### Given data
»»

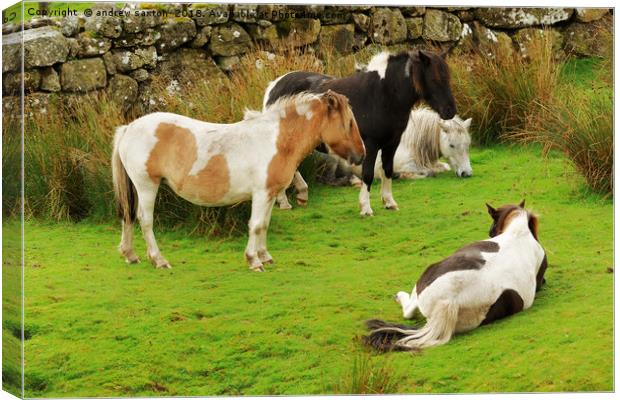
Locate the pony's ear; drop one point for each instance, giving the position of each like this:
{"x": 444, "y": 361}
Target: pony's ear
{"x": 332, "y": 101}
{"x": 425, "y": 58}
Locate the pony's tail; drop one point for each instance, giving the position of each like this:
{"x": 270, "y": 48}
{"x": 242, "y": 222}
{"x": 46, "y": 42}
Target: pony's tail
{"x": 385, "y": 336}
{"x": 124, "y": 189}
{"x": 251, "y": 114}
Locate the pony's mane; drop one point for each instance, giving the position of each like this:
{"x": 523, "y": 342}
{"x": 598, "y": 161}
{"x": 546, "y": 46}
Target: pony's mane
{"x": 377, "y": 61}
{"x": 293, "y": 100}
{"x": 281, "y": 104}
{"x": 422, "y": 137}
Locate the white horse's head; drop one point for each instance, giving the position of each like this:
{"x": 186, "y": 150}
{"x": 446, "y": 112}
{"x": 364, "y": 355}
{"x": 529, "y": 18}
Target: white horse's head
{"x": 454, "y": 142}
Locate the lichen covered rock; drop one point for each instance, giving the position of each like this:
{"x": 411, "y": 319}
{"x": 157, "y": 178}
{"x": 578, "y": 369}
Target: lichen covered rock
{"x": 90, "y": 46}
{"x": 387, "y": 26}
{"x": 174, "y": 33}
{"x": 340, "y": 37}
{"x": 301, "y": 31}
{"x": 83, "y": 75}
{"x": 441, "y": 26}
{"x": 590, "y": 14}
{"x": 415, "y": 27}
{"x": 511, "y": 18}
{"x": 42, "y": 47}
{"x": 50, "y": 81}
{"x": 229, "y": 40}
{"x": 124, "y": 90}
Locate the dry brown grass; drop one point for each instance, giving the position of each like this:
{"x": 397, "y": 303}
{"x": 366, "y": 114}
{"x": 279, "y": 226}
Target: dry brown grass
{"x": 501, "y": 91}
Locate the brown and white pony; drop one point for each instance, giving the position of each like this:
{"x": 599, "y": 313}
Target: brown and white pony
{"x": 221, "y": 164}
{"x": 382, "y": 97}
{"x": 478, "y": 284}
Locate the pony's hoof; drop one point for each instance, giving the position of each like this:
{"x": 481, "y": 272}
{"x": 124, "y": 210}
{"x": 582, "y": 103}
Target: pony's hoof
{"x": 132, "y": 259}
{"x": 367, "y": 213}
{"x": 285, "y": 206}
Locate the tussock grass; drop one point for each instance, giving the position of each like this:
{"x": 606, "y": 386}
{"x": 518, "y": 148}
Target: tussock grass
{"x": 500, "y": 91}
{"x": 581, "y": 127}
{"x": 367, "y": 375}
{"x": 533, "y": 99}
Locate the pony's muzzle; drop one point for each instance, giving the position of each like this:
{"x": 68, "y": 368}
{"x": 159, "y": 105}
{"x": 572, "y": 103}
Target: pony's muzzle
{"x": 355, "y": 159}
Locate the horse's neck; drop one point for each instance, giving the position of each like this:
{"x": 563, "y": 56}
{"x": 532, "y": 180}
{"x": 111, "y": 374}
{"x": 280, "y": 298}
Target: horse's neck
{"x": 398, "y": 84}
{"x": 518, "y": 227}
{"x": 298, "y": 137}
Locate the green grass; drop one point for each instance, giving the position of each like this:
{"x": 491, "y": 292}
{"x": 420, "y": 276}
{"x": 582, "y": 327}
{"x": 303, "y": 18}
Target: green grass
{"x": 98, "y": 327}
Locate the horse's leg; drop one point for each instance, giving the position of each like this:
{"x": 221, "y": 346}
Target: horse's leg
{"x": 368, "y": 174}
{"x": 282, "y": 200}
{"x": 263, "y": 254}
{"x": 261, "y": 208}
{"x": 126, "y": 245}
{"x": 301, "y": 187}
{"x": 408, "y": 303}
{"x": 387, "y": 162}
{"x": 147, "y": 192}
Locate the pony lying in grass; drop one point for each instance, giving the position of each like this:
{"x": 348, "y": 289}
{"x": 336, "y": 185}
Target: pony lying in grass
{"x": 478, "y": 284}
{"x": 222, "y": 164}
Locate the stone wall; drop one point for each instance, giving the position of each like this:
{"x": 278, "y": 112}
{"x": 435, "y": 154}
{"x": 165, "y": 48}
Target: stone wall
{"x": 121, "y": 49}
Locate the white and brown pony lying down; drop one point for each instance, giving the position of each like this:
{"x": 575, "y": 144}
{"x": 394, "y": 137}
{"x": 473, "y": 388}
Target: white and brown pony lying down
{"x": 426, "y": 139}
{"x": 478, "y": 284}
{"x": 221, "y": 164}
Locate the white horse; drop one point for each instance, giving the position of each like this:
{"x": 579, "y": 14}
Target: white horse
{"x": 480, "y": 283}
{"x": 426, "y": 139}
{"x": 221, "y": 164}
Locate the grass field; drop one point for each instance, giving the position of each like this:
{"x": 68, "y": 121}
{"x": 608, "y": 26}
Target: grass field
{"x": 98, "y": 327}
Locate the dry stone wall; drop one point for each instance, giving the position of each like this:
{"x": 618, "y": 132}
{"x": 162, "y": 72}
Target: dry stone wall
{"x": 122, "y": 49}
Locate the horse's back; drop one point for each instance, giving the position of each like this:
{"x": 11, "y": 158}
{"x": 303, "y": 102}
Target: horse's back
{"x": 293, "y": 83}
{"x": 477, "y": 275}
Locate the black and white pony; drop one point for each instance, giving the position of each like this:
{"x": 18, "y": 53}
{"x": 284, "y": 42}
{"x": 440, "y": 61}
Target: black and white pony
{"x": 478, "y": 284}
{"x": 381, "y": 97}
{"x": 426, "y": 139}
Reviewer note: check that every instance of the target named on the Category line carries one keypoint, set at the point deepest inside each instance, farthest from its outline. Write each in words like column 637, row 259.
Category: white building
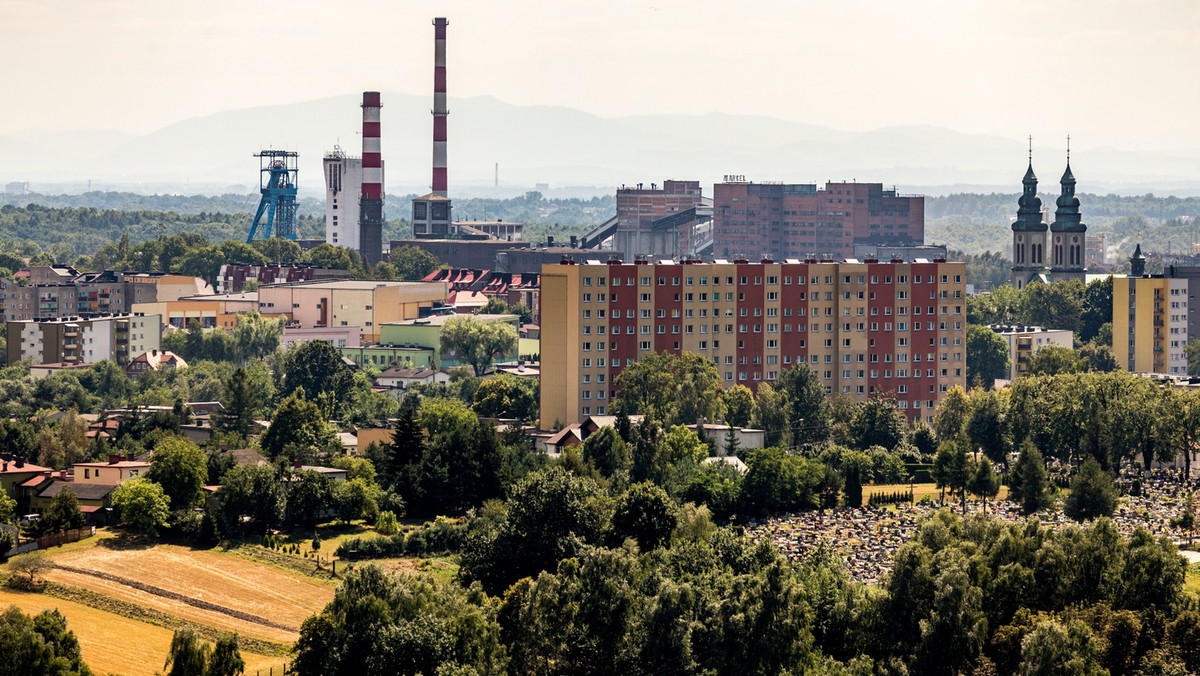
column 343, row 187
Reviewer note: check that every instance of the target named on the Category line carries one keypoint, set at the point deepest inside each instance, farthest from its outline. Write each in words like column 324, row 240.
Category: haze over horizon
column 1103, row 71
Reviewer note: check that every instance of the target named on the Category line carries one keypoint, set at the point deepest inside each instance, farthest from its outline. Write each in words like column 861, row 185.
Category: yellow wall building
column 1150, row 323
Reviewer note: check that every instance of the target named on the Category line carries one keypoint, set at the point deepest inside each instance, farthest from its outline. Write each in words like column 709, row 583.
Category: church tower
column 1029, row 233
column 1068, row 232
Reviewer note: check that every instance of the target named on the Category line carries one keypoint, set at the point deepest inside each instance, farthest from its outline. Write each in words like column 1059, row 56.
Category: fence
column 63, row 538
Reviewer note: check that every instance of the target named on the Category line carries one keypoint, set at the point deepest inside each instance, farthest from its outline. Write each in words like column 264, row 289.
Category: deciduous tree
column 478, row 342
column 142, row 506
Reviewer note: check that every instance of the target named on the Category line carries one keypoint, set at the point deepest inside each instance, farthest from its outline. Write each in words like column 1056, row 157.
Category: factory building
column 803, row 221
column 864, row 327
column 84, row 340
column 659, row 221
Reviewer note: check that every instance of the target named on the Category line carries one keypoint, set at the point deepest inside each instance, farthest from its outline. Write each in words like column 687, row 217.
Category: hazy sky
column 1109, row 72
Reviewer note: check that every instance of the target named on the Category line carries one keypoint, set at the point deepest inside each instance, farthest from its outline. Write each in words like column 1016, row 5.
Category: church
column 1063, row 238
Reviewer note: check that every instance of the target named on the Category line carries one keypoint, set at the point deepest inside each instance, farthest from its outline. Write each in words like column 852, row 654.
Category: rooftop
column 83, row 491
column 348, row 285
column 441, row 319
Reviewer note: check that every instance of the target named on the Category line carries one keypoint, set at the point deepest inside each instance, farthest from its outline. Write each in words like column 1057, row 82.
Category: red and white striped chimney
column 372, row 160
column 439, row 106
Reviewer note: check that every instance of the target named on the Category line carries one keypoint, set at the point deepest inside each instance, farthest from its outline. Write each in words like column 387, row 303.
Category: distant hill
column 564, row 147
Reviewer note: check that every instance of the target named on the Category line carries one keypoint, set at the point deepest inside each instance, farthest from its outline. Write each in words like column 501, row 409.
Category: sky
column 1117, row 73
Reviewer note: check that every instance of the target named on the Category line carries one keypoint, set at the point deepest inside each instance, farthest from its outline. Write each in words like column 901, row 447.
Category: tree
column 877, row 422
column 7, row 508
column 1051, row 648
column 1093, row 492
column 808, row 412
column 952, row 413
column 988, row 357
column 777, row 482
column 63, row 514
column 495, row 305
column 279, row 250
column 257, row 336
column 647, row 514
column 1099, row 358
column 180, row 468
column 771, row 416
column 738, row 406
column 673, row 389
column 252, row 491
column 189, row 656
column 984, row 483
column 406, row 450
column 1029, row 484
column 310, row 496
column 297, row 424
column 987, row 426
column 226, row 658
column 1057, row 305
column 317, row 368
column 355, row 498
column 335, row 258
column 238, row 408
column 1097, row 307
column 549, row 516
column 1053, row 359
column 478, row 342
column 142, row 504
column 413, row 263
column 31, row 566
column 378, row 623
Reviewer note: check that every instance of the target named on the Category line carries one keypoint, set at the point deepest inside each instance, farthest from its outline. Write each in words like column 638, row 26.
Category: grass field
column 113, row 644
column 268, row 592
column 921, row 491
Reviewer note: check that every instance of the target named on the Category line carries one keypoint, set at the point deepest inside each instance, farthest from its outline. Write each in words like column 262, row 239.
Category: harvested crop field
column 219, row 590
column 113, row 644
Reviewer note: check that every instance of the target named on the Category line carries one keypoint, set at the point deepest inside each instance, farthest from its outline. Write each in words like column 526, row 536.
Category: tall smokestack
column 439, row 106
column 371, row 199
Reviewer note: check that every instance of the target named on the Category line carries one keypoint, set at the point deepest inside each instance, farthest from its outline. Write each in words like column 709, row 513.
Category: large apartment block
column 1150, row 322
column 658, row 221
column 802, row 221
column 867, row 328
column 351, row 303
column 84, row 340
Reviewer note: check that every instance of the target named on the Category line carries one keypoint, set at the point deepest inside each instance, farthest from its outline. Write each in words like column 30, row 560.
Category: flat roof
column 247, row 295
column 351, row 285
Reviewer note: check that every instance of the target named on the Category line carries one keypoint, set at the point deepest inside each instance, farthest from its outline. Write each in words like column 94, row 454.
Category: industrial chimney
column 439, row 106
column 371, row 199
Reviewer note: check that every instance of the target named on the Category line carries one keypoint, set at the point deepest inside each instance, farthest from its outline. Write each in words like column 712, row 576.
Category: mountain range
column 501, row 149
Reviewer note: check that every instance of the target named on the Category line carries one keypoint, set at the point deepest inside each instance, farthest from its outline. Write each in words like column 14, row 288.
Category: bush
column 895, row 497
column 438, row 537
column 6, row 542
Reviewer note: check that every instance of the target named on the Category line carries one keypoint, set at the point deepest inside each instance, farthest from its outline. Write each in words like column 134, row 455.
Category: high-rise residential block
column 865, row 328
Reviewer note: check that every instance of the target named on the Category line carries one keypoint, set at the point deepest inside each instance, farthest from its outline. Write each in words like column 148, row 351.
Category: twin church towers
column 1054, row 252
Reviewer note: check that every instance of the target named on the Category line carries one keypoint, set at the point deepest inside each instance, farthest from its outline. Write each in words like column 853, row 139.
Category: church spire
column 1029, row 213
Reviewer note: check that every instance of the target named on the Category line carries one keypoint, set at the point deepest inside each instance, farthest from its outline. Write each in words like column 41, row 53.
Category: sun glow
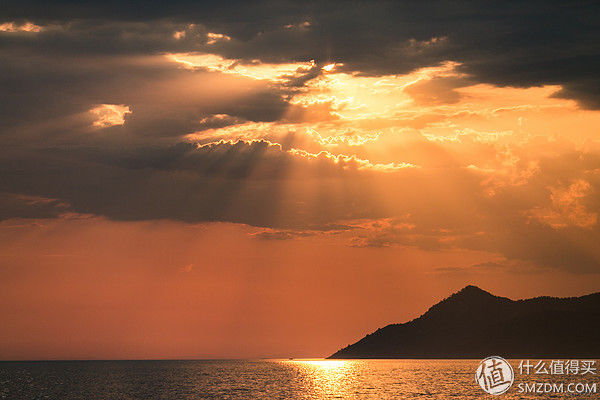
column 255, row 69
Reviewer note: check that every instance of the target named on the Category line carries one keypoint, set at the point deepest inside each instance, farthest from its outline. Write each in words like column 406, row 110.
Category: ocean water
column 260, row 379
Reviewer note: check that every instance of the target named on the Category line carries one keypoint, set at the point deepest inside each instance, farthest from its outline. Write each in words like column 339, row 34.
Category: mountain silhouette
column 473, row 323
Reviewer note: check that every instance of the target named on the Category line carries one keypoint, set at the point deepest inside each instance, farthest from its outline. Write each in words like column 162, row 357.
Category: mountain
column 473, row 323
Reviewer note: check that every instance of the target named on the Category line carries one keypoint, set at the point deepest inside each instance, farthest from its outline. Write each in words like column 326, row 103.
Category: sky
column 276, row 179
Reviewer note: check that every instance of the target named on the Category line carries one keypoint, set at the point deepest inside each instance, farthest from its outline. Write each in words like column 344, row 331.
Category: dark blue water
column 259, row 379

««

The copy should start at the line that contains "148, row 351.", end at the last line of the entries above, and match each line exactly, with pictures dropped.

### Written solution
Reviewer note: check that every instance of the target named on the Category line carries one keypoint, set at the point deepest inside each instance, farthest from its outline. Write each in words like column 148, row 351.
Category: twin church towers
column 1054, row 252
Reviewer note: check that every instance of the target named on the Category line carries one keypoint, set at the point deepest inside each instance, farthest from its outline. Write each in words like column 853, row 139.
Category: church spire
column 1029, row 213
Reviewer note: check that every instance of the target named on the Category line carries one keypoint, set at the point deepest inside each instance, farthest from its outline. Write each in words like column 41, row 53.
Category: sun glow
column 255, row 69
Reviewer note: check that every instance of the target named on the Category line carries one keypoint, set at the point deepest inside each instance, farthest from its outline. Write each in words like column 406, row 110.
Category: ocean water
column 260, row 379
Reviewer note: check that every instance of the target named on the Category line carries one keypoint, set at the point deepest inside each instance, farthest from its outline. Write each in words like column 339, row 34.
Category: mountain silhouette
column 473, row 323
Reviewer note: check that every instance of the target named on the Category line carries one keypoint, set at the point deepest inside each instance, farthest from its outline. Write each in words like column 162, row 357.
Category: mountain
column 473, row 323
Reviewer note: check that every instance of the target named on the Category line carries one keypoint, set at the point deepest inside each instance, farthest from its outline. Write each in words like column 326, row 103.
Category: sky
column 276, row 179
Reviewer note: check that every instance of the target named on the Category line carries one keypoint, set at the point deepest inside each instance, farthest from its outline. Write each in words like column 344, row 331.
Category: dark blue water
column 259, row 379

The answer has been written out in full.